[Opening RECORDS FOR THIS EXERCISE section]
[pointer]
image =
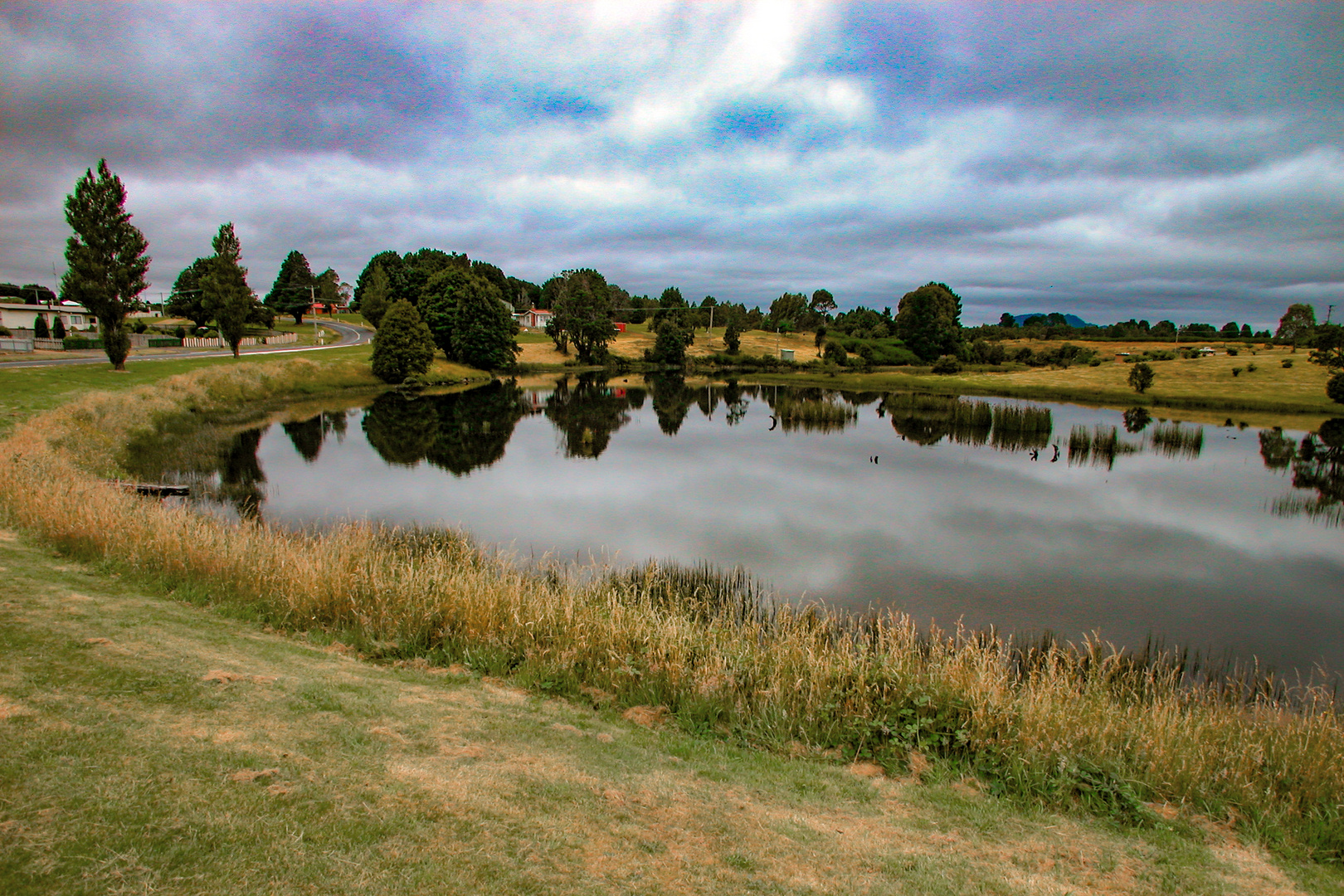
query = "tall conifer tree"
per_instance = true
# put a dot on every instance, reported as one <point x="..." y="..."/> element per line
<point x="106" y="261"/>
<point x="225" y="288"/>
<point x="292" y="292"/>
[Closing RECORDS FOR THIS EXERCISE section]
TASK INSTRUCTIONS:
In the copy, include every record exactly and no pictures at all.

WRITTEN SOLUTION:
[pointer]
image =
query = "tall conifer tree"
per_instance = true
# put a dot on every instance, reported as one <point x="..." y="..."/> element per line
<point x="106" y="261"/>
<point x="225" y="288"/>
<point x="292" y="292"/>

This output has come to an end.